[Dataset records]
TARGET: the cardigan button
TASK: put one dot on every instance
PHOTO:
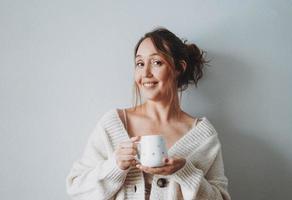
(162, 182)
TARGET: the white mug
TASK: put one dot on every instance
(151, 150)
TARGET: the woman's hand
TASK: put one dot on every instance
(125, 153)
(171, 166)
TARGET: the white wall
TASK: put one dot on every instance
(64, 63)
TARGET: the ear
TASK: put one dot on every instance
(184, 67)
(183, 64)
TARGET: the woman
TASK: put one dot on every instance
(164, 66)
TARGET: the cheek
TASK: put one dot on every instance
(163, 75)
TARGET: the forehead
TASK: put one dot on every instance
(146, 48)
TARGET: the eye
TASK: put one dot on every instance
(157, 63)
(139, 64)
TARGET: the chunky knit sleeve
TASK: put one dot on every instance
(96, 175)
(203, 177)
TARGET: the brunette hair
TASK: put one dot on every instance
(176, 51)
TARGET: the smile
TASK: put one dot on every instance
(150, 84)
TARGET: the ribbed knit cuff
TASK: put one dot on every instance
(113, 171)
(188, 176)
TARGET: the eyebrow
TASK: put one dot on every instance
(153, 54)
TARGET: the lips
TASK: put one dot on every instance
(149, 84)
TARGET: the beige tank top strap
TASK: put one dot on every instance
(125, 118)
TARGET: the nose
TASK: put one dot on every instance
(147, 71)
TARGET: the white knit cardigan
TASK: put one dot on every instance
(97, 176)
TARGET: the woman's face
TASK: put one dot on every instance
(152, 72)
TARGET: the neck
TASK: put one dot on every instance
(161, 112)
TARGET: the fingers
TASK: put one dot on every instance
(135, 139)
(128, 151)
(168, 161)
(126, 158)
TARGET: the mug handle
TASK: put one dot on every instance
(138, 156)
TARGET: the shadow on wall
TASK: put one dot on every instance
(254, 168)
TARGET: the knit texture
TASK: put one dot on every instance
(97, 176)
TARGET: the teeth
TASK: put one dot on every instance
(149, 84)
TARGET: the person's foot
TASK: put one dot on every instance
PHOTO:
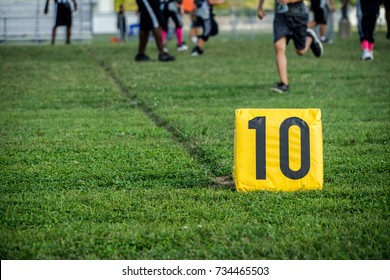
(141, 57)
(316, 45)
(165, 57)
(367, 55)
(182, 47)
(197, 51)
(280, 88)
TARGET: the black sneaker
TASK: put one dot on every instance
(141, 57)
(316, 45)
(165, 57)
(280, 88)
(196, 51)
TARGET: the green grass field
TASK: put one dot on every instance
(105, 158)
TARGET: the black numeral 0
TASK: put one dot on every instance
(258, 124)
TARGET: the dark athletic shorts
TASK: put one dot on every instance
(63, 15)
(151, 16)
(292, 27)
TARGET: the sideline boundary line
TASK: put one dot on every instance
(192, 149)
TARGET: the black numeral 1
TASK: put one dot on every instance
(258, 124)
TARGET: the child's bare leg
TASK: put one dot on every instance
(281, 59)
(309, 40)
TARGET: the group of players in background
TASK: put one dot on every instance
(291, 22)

- What is expected
Repeat the data word for word; drop the pictures.

- Final answer
TARGET: the cardigan button
TASK: put one dot on every instance
PHOTO:
(162, 182)
TARGET: the white mug
TASK: put one dot on every instance
(151, 150)
TARGET: the woman's hand
TASK: put one dot on every instance
(125, 153)
(171, 166)
TARGET: the white wall
TASK: put one dot on every instance
(64, 63)
TARGET: the ear
TASK: put one dot on every instance
(184, 67)
(183, 64)
TARGET: the woman
TASK: put one dot on every instance
(164, 66)
TARGET: the cheek
TASK: put one dot on every instance
(163, 75)
TARGET: the forehead
TASK: put one dot on every instance
(146, 48)
TARGET: the eye
TASK: put one dot on every instance
(157, 63)
(139, 64)
TARGET: the chunky knit sleeve
TASK: put one dot on every instance
(96, 175)
(203, 177)
TARGET: the brunette hair
TASK: put one dot on every instance
(176, 51)
TARGET: the smile
TASK: put one dot on every instance
(150, 84)
TARGET: the ribbed knit cuff
TASK: put one dot on every instance
(113, 171)
(188, 176)
TARGET: the eyebrow
TASK: put one dot on every instance
(153, 54)
TARGET: the lips
TASK: put one dot on every instance
(149, 84)
TARGET: the beige tank top strap
TASK: put one dot on every instance
(125, 118)
TARGET: the nose
TASK: put one dot on every instance
(147, 71)
TARGET: the white knit cardigan
TASK: put one dot on every instance
(97, 176)
TARGET: the woman's face
TASK: put one dot on every instance
(152, 72)
TARGET: the neck
TASK: put one dot on every instance
(161, 112)
TARGET: the fingers
TASK: put one dot on every instance
(135, 139)
(128, 151)
(168, 161)
(126, 158)
TARGET: the mug handle
TASK: put one dot on every instance
(138, 156)
TARGET: the shadow on wall
TASK: put one dot on every instance
(254, 168)
TARGET: the knit texture
TASK: put one dot on every instance
(97, 176)
TARGET: the teeth
TASK: put one dot on every instance
(149, 84)
TARGET: the person's foot
TASK: put one dot on every instance
PHOTO:
(141, 57)
(316, 45)
(165, 57)
(367, 55)
(182, 47)
(197, 51)
(280, 88)
TARGET: the black sneaker
TASK: put one dot on every instance
(141, 57)
(316, 45)
(165, 57)
(280, 88)
(196, 51)
TARGET: the green grass field
TASK: put one dot on every instance
(105, 158)
TARGET: the black numeral 0
TASK: put one dot on every instance
(258, 124)
TARGET: the dark athletic shorts
TASK: put one dot on every instance
(63, 15)
(151, 16)
(292, 27)
TARGET: the sideline boundary line
TASK: put one dot on every instance
(192, 149)
TARGET: the black numeral 1
TASK: put one dot on every instance
(258, 124)
TARGET: the child's bare leg
TASK: put one dot on every instance
(281, 59)
(309, 40)
TARGET: the group of players in background
TASK: put one dot on every instance
(291, 22)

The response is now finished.